Exercise directions — Only the lines from the line containing "Task: mark the dark green" to the end of the entries should be repeated, exactly as they appear.

—————

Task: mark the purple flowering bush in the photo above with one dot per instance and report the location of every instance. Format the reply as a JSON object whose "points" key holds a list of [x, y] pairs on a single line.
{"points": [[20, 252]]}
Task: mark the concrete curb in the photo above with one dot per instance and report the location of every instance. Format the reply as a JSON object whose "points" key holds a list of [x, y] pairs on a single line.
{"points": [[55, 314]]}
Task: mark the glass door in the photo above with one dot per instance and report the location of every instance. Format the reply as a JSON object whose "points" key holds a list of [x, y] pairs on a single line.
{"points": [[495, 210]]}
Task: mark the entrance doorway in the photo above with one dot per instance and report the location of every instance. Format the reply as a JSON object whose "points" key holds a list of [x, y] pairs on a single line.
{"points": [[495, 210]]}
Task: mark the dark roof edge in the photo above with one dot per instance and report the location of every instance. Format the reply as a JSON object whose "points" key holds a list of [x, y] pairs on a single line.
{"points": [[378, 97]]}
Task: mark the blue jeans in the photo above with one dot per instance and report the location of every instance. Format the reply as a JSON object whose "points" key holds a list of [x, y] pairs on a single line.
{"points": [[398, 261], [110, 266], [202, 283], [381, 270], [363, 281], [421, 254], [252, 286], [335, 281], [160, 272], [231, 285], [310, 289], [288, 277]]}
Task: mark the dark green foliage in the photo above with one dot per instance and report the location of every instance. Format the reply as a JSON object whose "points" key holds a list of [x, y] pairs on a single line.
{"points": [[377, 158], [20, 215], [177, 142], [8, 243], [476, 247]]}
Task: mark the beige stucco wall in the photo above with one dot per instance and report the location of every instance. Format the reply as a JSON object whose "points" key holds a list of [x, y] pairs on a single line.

—————

Response to the task —
Task: mark the dark green foliage in the photo above with one dot per instance and report the location of every instance. Format the reply as a JSON object whose "points" key holds a list of [x, y] pairs on a single line.
{"points": [[377, 158], [20, 215], [177, 142], [8, 243], [476, 247]]}
Task: mark the beige stucco wall in the photo above with one dot per instance and report the location of every instance. Format the reply as a JSON object whose "points" key holds a list of [x, y] pairs on a single line.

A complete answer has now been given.